Items from a data source
◇ ◇ ◇ ◇ ◇ ◇ ◇
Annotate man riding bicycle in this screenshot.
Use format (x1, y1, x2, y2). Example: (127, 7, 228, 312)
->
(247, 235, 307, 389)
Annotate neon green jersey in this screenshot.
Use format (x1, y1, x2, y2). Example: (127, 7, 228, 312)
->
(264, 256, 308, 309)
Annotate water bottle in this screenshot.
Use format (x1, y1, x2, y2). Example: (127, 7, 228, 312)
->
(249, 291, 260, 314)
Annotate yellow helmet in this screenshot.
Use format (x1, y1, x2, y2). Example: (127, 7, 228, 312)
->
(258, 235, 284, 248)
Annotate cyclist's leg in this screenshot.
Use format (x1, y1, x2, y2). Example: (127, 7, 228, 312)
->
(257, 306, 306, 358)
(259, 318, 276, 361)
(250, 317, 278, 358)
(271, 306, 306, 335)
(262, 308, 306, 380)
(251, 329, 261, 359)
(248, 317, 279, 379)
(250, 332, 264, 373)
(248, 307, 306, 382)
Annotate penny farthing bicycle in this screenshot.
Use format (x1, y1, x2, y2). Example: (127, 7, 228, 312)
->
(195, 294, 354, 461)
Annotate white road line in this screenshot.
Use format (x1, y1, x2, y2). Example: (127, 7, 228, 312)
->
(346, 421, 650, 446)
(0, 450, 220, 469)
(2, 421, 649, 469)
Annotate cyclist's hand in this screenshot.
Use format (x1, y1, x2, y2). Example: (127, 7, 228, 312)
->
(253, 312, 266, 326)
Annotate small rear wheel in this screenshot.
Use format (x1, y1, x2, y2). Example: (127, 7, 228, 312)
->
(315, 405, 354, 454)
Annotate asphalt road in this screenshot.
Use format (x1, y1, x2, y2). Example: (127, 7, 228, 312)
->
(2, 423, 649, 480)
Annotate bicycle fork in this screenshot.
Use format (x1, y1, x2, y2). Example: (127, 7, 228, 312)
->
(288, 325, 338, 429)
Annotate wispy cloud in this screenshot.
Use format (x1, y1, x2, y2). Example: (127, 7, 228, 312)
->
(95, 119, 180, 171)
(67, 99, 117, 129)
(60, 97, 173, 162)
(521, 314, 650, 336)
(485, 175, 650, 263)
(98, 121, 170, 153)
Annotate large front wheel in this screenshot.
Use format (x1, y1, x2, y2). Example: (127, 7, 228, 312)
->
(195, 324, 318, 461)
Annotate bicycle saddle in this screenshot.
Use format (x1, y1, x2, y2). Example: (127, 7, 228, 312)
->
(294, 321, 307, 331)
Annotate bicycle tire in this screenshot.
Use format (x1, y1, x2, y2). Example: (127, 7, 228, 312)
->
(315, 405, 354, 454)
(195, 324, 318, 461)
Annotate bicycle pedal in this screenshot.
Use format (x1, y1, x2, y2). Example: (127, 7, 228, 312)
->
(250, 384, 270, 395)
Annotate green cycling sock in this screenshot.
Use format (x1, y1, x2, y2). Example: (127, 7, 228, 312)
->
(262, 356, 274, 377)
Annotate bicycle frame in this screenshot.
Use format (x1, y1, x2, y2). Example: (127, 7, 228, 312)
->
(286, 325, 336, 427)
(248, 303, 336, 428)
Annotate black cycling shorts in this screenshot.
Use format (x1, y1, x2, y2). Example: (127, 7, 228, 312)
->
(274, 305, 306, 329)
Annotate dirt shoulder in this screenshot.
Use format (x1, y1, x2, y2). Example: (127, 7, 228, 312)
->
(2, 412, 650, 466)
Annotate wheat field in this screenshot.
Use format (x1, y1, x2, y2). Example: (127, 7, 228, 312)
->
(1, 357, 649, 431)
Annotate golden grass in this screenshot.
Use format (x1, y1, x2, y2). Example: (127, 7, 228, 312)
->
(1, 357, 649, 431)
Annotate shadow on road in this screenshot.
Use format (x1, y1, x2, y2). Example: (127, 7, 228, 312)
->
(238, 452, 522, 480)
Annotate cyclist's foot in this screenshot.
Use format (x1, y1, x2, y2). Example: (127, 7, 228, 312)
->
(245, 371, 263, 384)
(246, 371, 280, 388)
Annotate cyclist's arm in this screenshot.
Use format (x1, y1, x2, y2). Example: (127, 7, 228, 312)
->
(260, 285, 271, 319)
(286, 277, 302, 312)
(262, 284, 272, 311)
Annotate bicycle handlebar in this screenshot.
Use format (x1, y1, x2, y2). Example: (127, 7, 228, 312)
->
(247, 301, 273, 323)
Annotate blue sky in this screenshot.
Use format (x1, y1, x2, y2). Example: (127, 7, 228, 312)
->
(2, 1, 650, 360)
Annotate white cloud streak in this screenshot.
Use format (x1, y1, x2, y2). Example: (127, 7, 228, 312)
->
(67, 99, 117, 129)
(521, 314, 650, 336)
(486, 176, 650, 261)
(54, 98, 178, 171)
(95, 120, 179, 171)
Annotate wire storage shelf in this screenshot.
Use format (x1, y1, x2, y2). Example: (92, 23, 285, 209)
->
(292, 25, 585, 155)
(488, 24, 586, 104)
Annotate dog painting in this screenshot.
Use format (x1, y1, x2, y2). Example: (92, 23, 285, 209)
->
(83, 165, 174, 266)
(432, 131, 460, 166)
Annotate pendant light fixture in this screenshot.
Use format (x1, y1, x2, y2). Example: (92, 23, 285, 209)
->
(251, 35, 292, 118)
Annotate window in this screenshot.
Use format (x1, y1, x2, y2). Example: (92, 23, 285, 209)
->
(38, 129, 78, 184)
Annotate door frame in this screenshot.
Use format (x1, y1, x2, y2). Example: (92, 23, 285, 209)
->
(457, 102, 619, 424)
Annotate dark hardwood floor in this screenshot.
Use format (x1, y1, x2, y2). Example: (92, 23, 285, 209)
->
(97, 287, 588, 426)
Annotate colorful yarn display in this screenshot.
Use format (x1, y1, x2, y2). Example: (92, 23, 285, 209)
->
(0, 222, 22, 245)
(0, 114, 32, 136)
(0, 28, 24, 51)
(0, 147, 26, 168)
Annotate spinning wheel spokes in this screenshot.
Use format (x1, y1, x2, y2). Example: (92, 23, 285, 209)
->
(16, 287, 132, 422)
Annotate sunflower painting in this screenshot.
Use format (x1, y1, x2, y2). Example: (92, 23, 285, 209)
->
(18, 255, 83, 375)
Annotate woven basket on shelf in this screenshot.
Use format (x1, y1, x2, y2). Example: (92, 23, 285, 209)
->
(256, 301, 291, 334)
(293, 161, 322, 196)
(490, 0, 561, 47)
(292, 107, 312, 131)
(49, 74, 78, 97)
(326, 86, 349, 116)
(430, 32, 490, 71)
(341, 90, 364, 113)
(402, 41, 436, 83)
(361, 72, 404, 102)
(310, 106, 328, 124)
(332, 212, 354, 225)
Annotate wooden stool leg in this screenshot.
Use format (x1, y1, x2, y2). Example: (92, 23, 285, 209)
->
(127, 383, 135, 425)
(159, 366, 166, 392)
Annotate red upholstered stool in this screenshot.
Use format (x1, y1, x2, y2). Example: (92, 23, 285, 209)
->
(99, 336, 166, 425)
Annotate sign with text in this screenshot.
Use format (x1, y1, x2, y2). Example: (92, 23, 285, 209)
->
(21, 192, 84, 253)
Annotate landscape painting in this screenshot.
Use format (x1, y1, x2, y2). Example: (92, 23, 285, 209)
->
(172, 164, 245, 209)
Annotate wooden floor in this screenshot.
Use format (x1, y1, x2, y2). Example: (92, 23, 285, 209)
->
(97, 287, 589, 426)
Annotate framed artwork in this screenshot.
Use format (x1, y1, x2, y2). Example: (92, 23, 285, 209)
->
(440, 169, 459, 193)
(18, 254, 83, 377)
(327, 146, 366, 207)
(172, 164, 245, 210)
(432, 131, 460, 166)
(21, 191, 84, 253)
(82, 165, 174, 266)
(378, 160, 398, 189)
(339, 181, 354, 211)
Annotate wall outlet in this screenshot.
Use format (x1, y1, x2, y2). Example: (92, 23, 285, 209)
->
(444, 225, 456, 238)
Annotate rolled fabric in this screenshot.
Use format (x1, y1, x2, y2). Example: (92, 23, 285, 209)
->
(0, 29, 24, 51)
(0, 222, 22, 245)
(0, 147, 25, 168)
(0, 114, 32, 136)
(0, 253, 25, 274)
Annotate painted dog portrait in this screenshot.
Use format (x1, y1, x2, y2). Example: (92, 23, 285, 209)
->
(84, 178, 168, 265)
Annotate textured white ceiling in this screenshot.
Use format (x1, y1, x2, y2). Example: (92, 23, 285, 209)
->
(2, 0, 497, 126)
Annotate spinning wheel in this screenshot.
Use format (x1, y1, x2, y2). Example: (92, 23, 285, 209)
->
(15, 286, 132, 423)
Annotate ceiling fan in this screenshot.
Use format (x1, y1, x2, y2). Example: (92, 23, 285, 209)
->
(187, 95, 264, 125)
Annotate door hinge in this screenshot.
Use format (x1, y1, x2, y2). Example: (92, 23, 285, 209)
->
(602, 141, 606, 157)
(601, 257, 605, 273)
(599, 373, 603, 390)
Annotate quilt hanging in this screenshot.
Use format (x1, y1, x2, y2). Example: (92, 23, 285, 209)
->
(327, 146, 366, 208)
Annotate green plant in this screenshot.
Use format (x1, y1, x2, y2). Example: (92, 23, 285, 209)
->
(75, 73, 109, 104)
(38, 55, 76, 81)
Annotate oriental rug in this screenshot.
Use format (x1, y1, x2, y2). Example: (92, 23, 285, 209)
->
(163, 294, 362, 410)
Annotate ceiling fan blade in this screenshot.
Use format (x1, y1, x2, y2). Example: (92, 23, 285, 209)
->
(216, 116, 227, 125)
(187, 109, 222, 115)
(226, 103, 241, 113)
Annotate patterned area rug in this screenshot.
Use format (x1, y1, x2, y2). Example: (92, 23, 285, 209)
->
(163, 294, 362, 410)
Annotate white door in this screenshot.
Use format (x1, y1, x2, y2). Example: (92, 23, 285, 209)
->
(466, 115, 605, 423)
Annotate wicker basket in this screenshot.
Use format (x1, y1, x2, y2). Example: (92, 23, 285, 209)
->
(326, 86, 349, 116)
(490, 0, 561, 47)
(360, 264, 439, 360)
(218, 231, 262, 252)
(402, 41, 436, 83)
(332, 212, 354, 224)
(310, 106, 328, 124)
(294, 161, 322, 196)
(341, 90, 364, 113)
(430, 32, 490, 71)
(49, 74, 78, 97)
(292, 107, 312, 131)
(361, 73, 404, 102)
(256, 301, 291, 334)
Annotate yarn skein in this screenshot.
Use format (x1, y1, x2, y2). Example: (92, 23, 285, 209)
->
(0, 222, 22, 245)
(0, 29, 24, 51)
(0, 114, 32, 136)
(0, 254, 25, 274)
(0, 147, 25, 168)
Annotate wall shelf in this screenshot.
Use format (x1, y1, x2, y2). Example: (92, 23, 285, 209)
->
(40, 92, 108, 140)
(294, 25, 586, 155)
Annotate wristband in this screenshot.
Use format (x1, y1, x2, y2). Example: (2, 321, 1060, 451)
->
◇ ◇ ◇ ◇ ◇ ◇ ◇
Work to complete: When the word "cyclist" shows up in a line of the entries, report that line.

Reply:
Annotate cyclist's leg in this screenshot.
Annotate cyclist's hand in this screenshot.
Annotate cyclist's foot in this screenshot.
Annotate cyclist's arm in this screenshot.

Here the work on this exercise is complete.